Exercise —
How does the piece on rapid microbial testing of drinking water continue? Write the next part, starting right after its last sentence.

Source extract —

********************

Rapidly monitoring microbial quality of water

Contaminated drinking water is estimated to cause nearly 0.5M diarrheal deaths each year, largely because 80 percent of wastewater is dumped untreated into the environment causing widespread water pollution. According to the World Health Organization (WHO), at least 2 billion people globally use a drinking water source contaminated with wastewater. Rapid measurement of drinking water quality is therefore essential in to support community monitoring, regulatory surveillance, emergency preparedness and behavior change, and thus preventing the spread of disease and increased mortality. However, the traditional method of culturing the sample and counting bacteria is expensive, centralized, and takes multiple days for results to be available.

The United Nations Children’s Emergency Fund (UNICEF) has recognized the gap in rapid, affordable testing for E. coli bacteria since E.coli is a indicator organism for fecal contamination) in drinking water, and they have created a target product profile (TPP) for new product development in this space. The minimum performance requirements include a time to result of less than 6 hours, a minimum limit of detection of 10 CFU/100 ml, with both a 10% false-positive and false-negative error rate. In addition, the product should be capable of being operated with a battery with a minimum 2-year lifespan for the hardware, operate in a range of turbidity, pH & salinity, use minimal amount of consumables & cost no more than $6000 and ideally around $1000. Products which meets these requirements could be used for >100K tests annually worldwide.

********************

Supplied records —

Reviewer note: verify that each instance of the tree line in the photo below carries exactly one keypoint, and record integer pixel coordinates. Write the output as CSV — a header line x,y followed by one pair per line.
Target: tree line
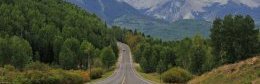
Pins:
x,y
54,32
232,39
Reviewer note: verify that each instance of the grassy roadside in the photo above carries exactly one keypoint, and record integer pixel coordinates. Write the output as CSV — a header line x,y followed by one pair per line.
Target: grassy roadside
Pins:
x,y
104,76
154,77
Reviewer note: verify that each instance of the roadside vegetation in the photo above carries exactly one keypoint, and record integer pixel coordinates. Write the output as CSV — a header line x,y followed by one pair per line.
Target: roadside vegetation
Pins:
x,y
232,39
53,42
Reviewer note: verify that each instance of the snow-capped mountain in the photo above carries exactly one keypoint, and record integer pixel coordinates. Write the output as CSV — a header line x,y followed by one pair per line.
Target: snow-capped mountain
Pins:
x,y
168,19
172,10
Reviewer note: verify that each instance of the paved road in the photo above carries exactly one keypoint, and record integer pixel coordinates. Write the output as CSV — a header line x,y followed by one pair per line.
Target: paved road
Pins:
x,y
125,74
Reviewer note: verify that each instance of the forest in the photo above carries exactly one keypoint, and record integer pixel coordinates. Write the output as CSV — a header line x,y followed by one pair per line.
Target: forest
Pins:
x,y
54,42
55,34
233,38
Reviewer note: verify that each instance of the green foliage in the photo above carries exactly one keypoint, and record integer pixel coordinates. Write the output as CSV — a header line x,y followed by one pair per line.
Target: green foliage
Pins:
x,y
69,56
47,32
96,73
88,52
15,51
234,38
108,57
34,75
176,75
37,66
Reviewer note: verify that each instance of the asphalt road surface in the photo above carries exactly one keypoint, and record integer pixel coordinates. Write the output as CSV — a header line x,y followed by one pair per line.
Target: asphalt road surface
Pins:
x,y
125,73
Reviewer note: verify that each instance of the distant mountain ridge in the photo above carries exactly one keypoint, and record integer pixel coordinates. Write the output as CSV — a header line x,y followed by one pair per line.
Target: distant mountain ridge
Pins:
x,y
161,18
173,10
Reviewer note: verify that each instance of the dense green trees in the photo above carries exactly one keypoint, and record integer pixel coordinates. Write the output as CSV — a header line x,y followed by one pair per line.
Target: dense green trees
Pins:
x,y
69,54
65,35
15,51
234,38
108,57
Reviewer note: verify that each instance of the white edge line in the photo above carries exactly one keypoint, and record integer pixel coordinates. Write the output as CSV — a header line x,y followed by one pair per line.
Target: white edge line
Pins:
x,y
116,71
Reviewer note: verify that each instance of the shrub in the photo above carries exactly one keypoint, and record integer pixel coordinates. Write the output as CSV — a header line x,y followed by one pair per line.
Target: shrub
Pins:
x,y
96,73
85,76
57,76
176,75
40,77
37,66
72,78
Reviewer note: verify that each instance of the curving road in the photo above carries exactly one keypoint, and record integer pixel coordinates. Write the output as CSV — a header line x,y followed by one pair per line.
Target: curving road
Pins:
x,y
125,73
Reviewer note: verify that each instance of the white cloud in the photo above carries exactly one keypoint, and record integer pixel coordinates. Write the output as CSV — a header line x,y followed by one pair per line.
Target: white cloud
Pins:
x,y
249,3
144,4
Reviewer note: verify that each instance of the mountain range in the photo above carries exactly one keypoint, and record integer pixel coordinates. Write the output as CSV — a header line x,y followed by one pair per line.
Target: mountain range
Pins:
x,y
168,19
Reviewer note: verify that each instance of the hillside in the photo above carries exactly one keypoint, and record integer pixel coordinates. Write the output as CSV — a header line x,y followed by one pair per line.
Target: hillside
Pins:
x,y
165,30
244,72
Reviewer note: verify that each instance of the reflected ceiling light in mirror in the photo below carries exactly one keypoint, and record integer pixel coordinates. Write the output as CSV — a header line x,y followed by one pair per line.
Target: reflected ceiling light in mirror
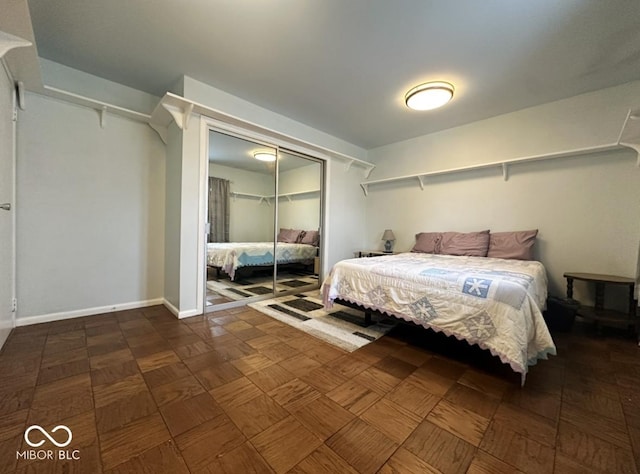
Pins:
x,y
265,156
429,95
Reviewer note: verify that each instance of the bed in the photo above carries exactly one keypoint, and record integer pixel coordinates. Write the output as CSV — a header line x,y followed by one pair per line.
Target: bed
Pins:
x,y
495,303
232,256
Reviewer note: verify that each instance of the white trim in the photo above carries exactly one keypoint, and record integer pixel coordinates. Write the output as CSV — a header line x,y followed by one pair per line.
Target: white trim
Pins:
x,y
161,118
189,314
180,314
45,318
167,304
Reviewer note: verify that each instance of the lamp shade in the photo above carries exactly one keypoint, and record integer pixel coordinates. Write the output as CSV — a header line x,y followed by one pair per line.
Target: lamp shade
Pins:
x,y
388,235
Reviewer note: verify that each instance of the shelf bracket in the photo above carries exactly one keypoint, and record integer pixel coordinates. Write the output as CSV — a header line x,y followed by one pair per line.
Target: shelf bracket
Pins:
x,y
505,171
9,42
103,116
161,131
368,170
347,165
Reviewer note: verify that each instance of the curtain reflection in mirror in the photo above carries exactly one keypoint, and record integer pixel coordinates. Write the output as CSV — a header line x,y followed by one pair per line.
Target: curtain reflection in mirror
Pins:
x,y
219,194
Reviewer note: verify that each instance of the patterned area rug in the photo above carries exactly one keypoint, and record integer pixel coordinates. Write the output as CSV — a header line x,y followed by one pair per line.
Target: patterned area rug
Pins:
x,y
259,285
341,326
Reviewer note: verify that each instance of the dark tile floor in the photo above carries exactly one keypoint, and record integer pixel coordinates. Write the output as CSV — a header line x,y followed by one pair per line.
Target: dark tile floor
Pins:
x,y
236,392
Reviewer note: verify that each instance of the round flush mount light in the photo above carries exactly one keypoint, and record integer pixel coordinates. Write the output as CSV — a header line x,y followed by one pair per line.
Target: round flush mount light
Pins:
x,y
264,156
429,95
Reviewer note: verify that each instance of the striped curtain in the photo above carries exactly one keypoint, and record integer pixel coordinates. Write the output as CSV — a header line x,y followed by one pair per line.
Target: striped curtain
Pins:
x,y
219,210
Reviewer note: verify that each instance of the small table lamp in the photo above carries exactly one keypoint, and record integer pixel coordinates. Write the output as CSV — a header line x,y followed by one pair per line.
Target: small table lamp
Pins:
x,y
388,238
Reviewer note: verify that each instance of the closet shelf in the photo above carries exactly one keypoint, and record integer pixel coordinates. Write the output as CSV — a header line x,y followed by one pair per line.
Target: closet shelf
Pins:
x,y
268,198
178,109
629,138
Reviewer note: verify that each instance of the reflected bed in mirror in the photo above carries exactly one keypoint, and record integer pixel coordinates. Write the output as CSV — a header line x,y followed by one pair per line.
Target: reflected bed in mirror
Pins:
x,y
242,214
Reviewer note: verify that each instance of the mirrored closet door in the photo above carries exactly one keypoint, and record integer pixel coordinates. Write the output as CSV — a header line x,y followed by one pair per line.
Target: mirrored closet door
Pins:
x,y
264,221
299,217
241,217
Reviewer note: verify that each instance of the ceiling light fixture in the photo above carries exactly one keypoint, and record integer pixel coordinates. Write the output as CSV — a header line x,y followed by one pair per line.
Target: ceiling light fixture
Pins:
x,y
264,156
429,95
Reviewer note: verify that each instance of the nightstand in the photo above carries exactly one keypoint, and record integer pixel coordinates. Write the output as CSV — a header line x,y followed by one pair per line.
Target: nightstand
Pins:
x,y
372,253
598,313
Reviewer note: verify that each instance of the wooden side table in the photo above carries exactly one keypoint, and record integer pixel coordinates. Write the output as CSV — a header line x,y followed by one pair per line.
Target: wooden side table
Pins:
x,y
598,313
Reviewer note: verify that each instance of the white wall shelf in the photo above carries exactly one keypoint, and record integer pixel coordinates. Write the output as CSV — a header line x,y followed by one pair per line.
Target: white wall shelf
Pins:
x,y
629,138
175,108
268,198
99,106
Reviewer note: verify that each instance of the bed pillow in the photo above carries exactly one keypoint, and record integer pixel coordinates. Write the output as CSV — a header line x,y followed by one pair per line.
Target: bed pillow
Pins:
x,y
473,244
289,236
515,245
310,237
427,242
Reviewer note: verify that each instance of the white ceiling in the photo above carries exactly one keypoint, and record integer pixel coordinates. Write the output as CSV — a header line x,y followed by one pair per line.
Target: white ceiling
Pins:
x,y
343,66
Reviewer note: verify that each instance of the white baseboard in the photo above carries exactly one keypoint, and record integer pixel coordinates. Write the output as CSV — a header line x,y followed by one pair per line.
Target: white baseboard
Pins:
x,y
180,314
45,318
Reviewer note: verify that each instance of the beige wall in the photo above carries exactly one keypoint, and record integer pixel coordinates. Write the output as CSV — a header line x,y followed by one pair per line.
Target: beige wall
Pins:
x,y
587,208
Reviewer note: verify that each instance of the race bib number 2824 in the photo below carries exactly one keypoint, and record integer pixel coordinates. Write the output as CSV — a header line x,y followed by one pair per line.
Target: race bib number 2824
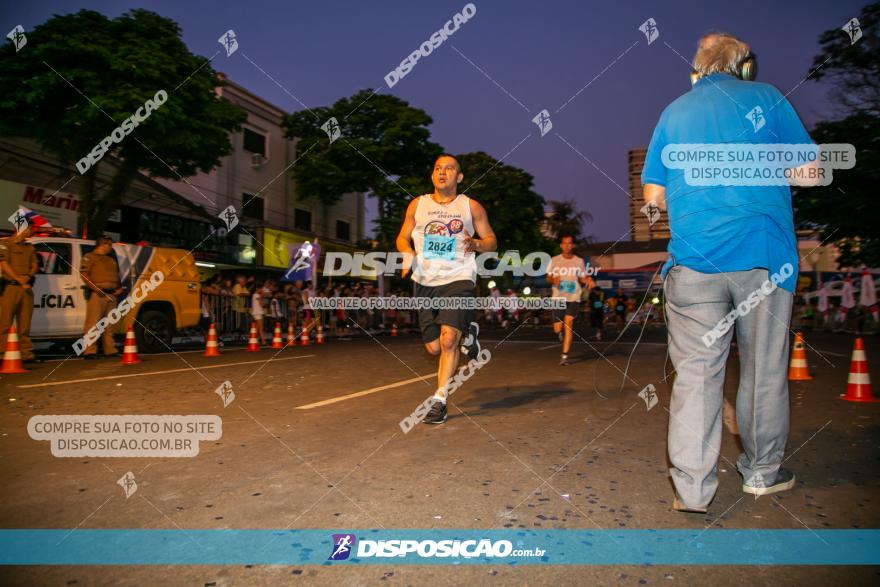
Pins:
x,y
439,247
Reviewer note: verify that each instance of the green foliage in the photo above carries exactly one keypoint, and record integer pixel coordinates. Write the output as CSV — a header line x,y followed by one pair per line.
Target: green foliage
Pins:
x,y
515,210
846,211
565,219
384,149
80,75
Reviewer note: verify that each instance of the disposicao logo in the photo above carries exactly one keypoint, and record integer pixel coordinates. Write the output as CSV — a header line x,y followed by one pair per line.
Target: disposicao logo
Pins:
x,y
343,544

********************

Answer to this task —
Fluorescence testing using UVC LEDs is emerging as a potential candidate for meeting the need for rapid, portable testing of the microbial quality of water. It has been known for a long time that under UVC excitation at 280 nm, the intensity of fluorescence emitted at 350 nm by dissolved organic matter in aquatic systems (tryptophan like fluorescence or TLF) correlates well with sewage and bacterial contamination. However, E.coli in the water also produces indole from the tryptophan which also has a similar fluorescent signature to tryptophan, with 33% higher intensity. This has been the concern with correlating the 350 nm fluorescence to bacterial concentration: namely that both the bacteria and the organic matter behave similarly. 

Recent studies with UV LED fluorometers have shown good correlation between TLF and E. coli concentration. Using a 280 nm UVC LED, it has been demonstrated that 10 CFU/100 ml for E.coli can be detected in a flow through sensor3 which corresponds to high risk fecal contamination, as per the WHO microbial risk classification. While the LOD needs to be lower for detection of lower levels of contamination, these results indicate that with design improvements, there is potential for TLF to detect contamination of drinking water in both waterbodies in developing countries and in distribution networks in developed countries.